- [Records taken from a collection]
-=-=-=-=-
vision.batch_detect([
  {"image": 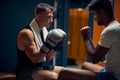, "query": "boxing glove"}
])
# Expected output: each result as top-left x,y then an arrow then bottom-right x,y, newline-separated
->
41,29 -> 66,53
-=-=-=-=-
- [WORK INSTRUCTIONS] Pick out the lines above that contain the word "each" and copy them in full.

- [COMPLETE RESPONSE]
# Expected output: each result as top-left x,y then an arrow then bottom-right x,y, newline-separated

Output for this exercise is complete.